● WHAT YOU NEED TO DO:
Please retype the data below exactly as it appears, leaving the pictures out.

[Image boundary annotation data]
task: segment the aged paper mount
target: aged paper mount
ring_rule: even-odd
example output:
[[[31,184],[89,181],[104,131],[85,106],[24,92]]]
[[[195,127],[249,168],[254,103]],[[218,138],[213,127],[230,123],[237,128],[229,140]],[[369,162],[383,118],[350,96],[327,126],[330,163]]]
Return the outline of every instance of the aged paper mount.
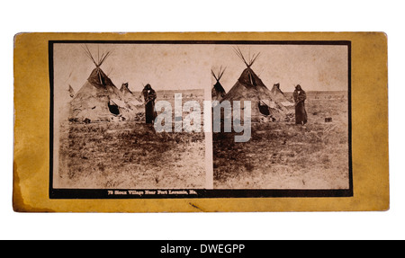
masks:
[[[389,209],[382,32],[22,33],[14,209]]]

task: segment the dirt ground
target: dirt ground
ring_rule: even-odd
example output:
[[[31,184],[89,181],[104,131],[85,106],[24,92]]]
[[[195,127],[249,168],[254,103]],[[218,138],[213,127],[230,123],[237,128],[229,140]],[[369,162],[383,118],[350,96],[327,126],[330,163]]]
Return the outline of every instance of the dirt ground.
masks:
[[[308,124],[252,125],[252,138],[213,135],[216,189],[347,189],[346,93],[307,93]],[[325,122],[325,118],[332,118]]]
[[[70,124],[64,130],[59,151],[61,188],[204,186],[203,133],[156,133],[153,126],[135,121]]]

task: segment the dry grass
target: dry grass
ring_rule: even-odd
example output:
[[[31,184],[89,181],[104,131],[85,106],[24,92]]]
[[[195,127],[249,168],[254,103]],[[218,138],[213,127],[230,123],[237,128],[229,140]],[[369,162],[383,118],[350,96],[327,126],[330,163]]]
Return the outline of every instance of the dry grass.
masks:
[[[214,134],[214,187],[219,189],[346,189],[346,94],[309,94],[309,123],[252,126],[248,143]],[[331,117],[332,122],[325,122]]]
[[[202,188],[203,133],[156,133],[134,121],[66,125],[63,188]]]

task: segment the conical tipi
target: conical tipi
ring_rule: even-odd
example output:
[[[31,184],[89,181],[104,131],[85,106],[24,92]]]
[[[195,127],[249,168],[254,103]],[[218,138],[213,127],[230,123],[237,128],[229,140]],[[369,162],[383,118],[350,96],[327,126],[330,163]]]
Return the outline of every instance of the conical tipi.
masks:
[[[225,89],[222,87],[222,85],[220,83],[220,80],[222,77],[224,72],[225,72],[225,69],[222,70],[222,67],[220,67],[220,70],[218,71],[217,74],[215,74],[212,70],[211,70],[212,76],[216,80],[216,83],[213,85],[212,90],[212,101],[220,102],[220,100],[226,94]]]
[[[233,101],[250,101],[252,121],[260,121],[263,118],[272,121],[285,120],[286,111],[274,99],[270,90],[251,68],[260,53],[253,55],[251,59],[247,60],[238,48],[235,49],[235,52],[243,60],[247,68],[221,102],[230,101],[232,103]]]
[[[130,109],[120,90],[101,69],[111,52],[95,61],[87,46],[83,48],[95,68],[70,102],[69,120],[74,121],[112,121],[130,118]]]

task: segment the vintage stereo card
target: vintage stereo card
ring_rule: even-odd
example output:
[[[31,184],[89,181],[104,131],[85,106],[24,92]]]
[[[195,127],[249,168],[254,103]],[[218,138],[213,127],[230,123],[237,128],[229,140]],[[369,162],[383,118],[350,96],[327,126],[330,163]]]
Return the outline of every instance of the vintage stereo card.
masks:
[[[14,209],[389,209],[382,32],[21,33]]]

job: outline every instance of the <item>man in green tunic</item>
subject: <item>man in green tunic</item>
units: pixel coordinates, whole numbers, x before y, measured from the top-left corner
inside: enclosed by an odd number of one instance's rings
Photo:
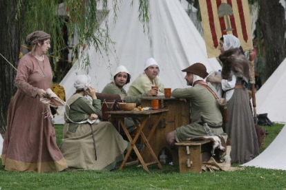
[[[216,89],[210,83],[204,81],[208,75],[206,67],[202,63],[195,63],[182,71],[187,72],[184,79],[187,84],[192,87],[175,89],[172,92],[172,96],[191,101],[192,123],[181,126],[166,135],[166,141],[171,147],[175,142],[184,141],[187,138],[223,134],[222,118],[219,105],[213,94],[204,86],[208,86],[216,93]],[[202,117],[208,126],[203,125]]]
[[[152,96],[155,93],[150,89],[140,94],[127,96],[124,86],[129,83],[131,78],[131,75],[127,69],[123,65],[120,65],[113,74],[113,81],[105,86],[102,93],[120,94],[122,99],[125,100],[126,103],[135,103],[137,106],[141,105],[141,97]]]
[[[145,63],[144,71],[131,84],[128,96],[137,96],[150,92],[152,86],[158,87],[158,91],[152,89],[152,96],[164,95],[164,85],[159,81],[159,65],[153,58],[149,58]]]

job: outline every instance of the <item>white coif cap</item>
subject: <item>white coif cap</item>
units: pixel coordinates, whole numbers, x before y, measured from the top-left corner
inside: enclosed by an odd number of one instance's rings
[[[90,77],[86,74],[79,74],[75,78],[73,86],[77,90],[86,90],[91,85]]]
[[[239,47],[240,47],[240,42],[237,37],[232,34],[223,35],[223,49],[225,51]]]
[[[155,65],[159,67],[159,65],[158,63],[157,63],[156,61],[153,57],[151,57],[146,61],[145,65],[144,65],[144,70],[146,70],[146,68],[153,65]]]
[[[116,69],[116,71],[113,74],[113,77],[120,72],[124,72],[130,75],[129,72],[127,70],[126,67],[123,65],[119,65],[118,67]]]

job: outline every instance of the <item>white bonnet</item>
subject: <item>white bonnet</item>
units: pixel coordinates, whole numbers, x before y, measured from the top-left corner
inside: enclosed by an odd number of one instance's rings
[[[155,65],[159,67],[159,65],[158,63],[157,63],[156,61],[153,57],[151,57],[146,61],[145,65],[144,65],[144,70],[146,70],[146,68],[153,65]]]
[[[237,37],[232,34],[223,35],[223,49],[225,51],[239,47],[240,47],[240,42]]]
[[[126,67],[125,67],[123,65],[119,65],[118,67],[116,69],[116,71],[113,74],[113,77],[115,76],[116,74],[122,72],[124,72],[129,74],[130,76],[131,76],[129,72],[127,70]]]
[[[87,74],[79,74],[75,78],[73,86],[77,90],[86,90],[91,85],[90,77]]]

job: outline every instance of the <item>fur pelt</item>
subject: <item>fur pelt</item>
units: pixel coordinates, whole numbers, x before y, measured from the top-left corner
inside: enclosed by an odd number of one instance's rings
[[[219,56],[222,62],[222,76],[223,79],[231,80],[232,74],[236,77],[242,78],[248,82],[249,79],[249,65],[242,51],[239,48],[232,48]]]

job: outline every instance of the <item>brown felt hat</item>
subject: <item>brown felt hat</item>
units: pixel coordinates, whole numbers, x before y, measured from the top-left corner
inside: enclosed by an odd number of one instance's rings
[[[47,40],[50,38],[49,34],[44,31],[35,31],[26,37],[26,41],[30,44],[36,44],[39,41]]]
[[[207,68],[202,63],[197,63],[191,65],[187,68],[182,70],[182,72],[188,72],[200,76],[200,77],[204,78],[209,74],[207,72]]]

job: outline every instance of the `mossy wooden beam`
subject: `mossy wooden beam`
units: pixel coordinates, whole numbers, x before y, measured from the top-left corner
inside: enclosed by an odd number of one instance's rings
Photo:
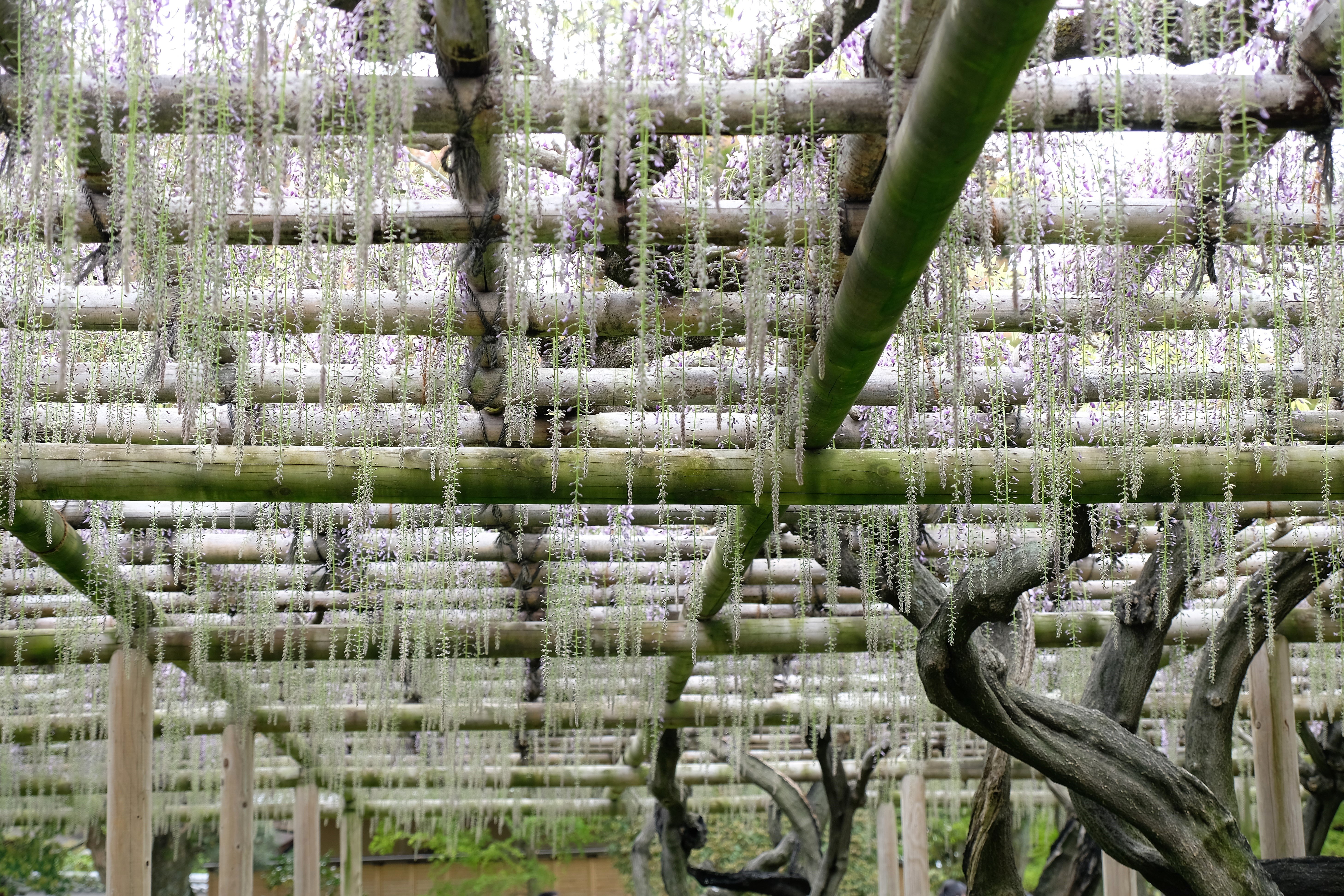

● RESULT:
task: segment the aged paper mount
target: aged paper mount
ring_rule: even-odd
example output:
[[[31,184],[89,181],[104,131],[85,106],[24,92]]]
[[[195,127],[249,168],[254,103]],[[218,138],[213,127],[230,123],[237,128],[229,140]],[[369,162],[383,118],[350,96],[327,126],[330,163]]]
Return the outline of every instance of the aged paper mount.
masks:
[[[389,209],[382,32],[22,33],[14,209]]]

task: segment the dirt ground
target: dirt ground
ring_rule: even-odd
example output:
[[[31,184],[89,181],[104,131],[85,106],[24,92]]]
[[[195,127],[249,168],[254,103]],[[218,138],[213,127],[230,123],[237,128],[229,140]],[[369,162],[383,118],[350,96],[327,126],[330,163]]]
Return the outline of every instance of the dirt ground.
masks:
[[[308,124],[252,125],[252,138],[213,135],[216,189],[347,189],[346,93],[307,93]],[[325,122],[325,118],[332,118]]]
[[[70,124],[64,130],[59,151],[61,188],[204,186],[203,133],[156,133],[153,126],[135,121]]]

task: segment the dry grass
target: dry grass
ring_rule: even-odd
example output:
[[[31,184],[89,181],[104,131],[85,106],[24,92]]]
[[[195,127],[249,168],[254,103]],[[218,138],[213,127],[230,123],[237,128],[229,140]],[[369,162],[383,118],[350,96],[327,126],[330,163]]]
Return the outline of every instance of the dry grass.
masks:
[[[214,134],[214,187],[219,189],[346,189],[346,94],[309,94],[309,123],[252,126],[248,143]],[[331,117],[332,122],[325,122]]]
[[[202,188],[203,133],[156,133],[134,121],[66,125],[63,188]]]

task: segment the conical tipi
target: conical tipi
ring_rule: even-odd
example output:
[[[31,184],[89,181],[104,131],[85,106],[24,92]]]
[[[195,127],[249,168],[254,103]],[[218,138],[213,127],[230,123],[237,128],[229,140]],[[369,162],[383,118],[350,96],[327,126],[330,163]]]
Return the outline of every instance of the conical tipi.
masks:
[[[225,89],[222,87],[222,85],[220,83],[220,80],[222,77],[224,72],[225,72],[225,69],[222,70],[222,67],[220,67],[220,70],[218,71],[217,74],[215,74],[212,70],[211,70],[212,76],[216,80],[216,83],[213,85],[212,90],[212,101],[220,102],[220,100],[226,94]]]
[[[233,101],[250,101],[252,121],[260,121],[263,118],[272,121],[285,120],[286,111],[274,99],[270,90],[251,68],[260,53],[253,55],[251,59],[247,60],[238,48],[235,49],[235,52],[243,60],[247,68],[221,102],[230,101],[232,103]]]
[[[130,109],[120,90],[101,69],[111,52],[95,61],[87,46],[83,48],[95,68],[70,102],[69,120],[74,121],[112,121],[130,118]]]

task: segment the vintage stereo card
target: vintage stereo card
ring_rule: even-odd
example output:
[[[31,184],[89,181],[104,131],[85,106],[24,92]]]
[[[195,127],[249,168],[254,103]],[[218,138],[213,127],[230,123],[237,128],[229,140]],[[369,162],[383,118],[350,96],[327,126],[330,163]]]
Return the outline of every instance of the vintage stereo card.
masks:
[[[14,209],[389,209],[382,32],[21,33]]]

job: outline every instance of the <item>man in green tunic</item>
subject: <item>man in green tunic</item>
units: pixel coordinates, whole numbers, x before y, measured from the top-left corner
inside: enclosed by an odd number of one instance's rings
Photo:
[[[216,89],[210,83],[204,81],[208,75],[206,67],[202,63],[195,63],[182,71],[187,72],[184,79],[187,84],[192,87],[175,89],[172,92],[172,96],[191,101],[192,123],[181,126],[166,135],[166,141],[171,147],[175,142],[184,141],[187,138],[223,134],[222,118],[219,105],[213,94],[204,86],[208,86],[216,93]],[[202,117],[208,126],[203,125]]]
[[[152,96],[155,93],[150,89],[140,94],[127,96],[124,86],[129,83],[131,78],[131,75],[127,69],[123,65],[120,65],[113,74],[113,81],[105,86],[102,93],[120,94],[122,99],[125,100],[126,103],[135,103],[137,106],[141,105],[141,97]]]
[[[145,63],[144,71],[131,84],[128,96],[137,96],[150,92],[152,86],[158,87],[158,91],[152,89],[152,96],[164,95],[164,85],[159,81],[159,65],[153,58],[149,58]]]

job: outline every instance of the <item>white coif cap</item>
subject: <item>white coif cap</item>
units: pixel coordinates, whole numbers, x before y, measured from the top-left corner
inside: enclosed by an odd number of one instance's rings
[[[90,77],[86,74],[79,74],[75,78],[73,86],[77,90],[86,90],[91,85]]]
[[[239,47],[240,47],[240,42],[237,37],[232,34],[223,35],[223,49],[225,51]]]
[[[155,65],[159,67],[159,65],[158,63],[157,63],[156,61],[153,57],[151,57],[146,61],[145,65],[144,65],[144,70],[146,70],[146,68],[153,65]]]
[[[116,69],[116,71],[113,74],[113,77],[120,72],[124,72],[130,75],[129,72],[127,70],[126,67],[123,65],[119,65],[118,67]]]

job: outline every instance of the <item>white bonnet</item>
subject: <item>white bonnet</item>
units: pixel coordinates, whole numbers, x before y, measured from the top-left corner
inside: enclosed by an odd number of one instance's rings
[[[155,65],[159,67],[159,65],[158,63],[157,63],[156,61],[153,57],[151,57],[146,61],[145,65],[144,65],[144,70],[146,70],[146,68],[153,65]]]
[[[237,37],[232,34],[223,35],[223,49],[225,51],[239,47],[240,47],[240,42]]]
[[[126,67],[125,67],[123,65],[119,65],[118,67],[116,69],[116,71],[113,74],[113,77],[115,76],[116,74],[122,72],[124,72],[129,74],[130,76],[131,76],[129,72],[127,70]]]
[[[87,74],[79,74],[75,78],[73,86],[77,90],[86,90],[91,85],[90,77]]]

job: outline every instance of the <item>fur pelt</item>
subject: <item>fur pelt</item>
units: pixel coordinates, whole numbers, x before y, measured from the top-left corner
inside: enclosed by an odd number of one instance's rings
[[[219,56],[222,62],[222,76],[223,79],[231,80],[232,74],[236,77],[242,78],[248,82],[249,79],[249,65],[242,51],[239,48],[232,48]]]

job: outline every instance of the <item>brown felt hat</item>
subject: <item>brown felt hat</item>
units: pixel coordinates, whole numbers, x before y, measured from the top-left corner
inside: enclosed by an odd number of one instance's rings
[[[47,40],[50,38],[49,34],[44,31],[35,31],[26,37],[26,41],[30,44],[36,44],[39,41]]]
[[[207,68],[202,63],[197,63],[191,65],[187,68],[182,70],[182,72],[188,72],[200,76],[200,77],[204,78],[209,74],[207,72]]]

job: outline every instance of the `mossy wooden beam`
subject: `mossy wooden beam`
units: pixel coordinates, whole numbers, x before y, measured from the top-left corner
inside: enclosed by an odd number of one instance's rings
Photo:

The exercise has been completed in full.